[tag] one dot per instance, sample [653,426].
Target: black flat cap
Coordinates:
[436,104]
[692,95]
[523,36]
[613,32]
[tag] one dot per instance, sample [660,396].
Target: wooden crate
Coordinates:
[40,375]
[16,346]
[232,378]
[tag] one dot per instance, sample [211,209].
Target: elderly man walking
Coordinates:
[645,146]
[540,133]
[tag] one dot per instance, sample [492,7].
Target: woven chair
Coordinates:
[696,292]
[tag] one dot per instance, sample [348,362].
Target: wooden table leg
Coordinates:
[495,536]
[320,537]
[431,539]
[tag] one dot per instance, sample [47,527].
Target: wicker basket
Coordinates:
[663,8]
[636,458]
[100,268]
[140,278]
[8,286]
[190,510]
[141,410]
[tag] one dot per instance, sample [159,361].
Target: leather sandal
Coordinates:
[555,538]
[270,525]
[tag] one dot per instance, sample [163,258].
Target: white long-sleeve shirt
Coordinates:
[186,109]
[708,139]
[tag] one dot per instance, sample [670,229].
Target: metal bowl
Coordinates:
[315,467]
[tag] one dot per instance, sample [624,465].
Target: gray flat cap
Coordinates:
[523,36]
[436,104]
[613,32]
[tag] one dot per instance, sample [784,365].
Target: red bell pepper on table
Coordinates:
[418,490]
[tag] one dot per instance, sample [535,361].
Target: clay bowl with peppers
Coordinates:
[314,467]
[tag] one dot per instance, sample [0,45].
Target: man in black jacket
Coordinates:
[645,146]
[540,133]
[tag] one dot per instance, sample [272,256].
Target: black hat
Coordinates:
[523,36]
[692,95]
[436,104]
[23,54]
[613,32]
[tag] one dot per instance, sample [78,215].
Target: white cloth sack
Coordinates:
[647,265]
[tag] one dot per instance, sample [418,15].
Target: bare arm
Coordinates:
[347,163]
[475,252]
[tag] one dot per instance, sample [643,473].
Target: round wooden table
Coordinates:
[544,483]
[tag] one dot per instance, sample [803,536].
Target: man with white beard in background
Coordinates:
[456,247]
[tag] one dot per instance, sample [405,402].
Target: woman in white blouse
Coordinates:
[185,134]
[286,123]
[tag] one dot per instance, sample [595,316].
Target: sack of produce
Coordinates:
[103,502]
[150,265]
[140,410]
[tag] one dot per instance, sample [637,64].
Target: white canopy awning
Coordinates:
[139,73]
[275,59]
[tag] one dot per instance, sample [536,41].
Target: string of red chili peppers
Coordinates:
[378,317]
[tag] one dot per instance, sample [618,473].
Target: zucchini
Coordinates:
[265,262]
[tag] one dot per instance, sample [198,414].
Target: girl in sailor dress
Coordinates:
______________________________
(Your goal)
Starting at the line containing "[tag] one dot per instance, sample [637,64]." and ending with the final line of the material, recast those lines as a Markdown table with the columns Row and Line. Give each line its own numbered row and omit blank lines.

(Output below)
| Row | Line |
|---|---|
| 1 | [tag] one dot per instance, sample [637,64]. |
| 2 | Target: white canopy awning |
| 3 | Coordinates: |
| 4 | [139,73] |
| 5 | [275,59] |
| 6 | [tag] one dot per instance, sample [536,41]. |
| 7 | Target: string of red chili peppers |
| 8 | Coordinates: |
| 9 | [378,317] |
| 10 | [tag] one dot per instance, sample [618,473]. |
| 11 | Target: zucchini |
| 12 | Coordinates: |
| 13 | [265,262] |
| 14 | [tag] one dot per instance, sample [198,414]. |
| 15 | Target: girl in sailor dress |
| 16 | Coordinates: |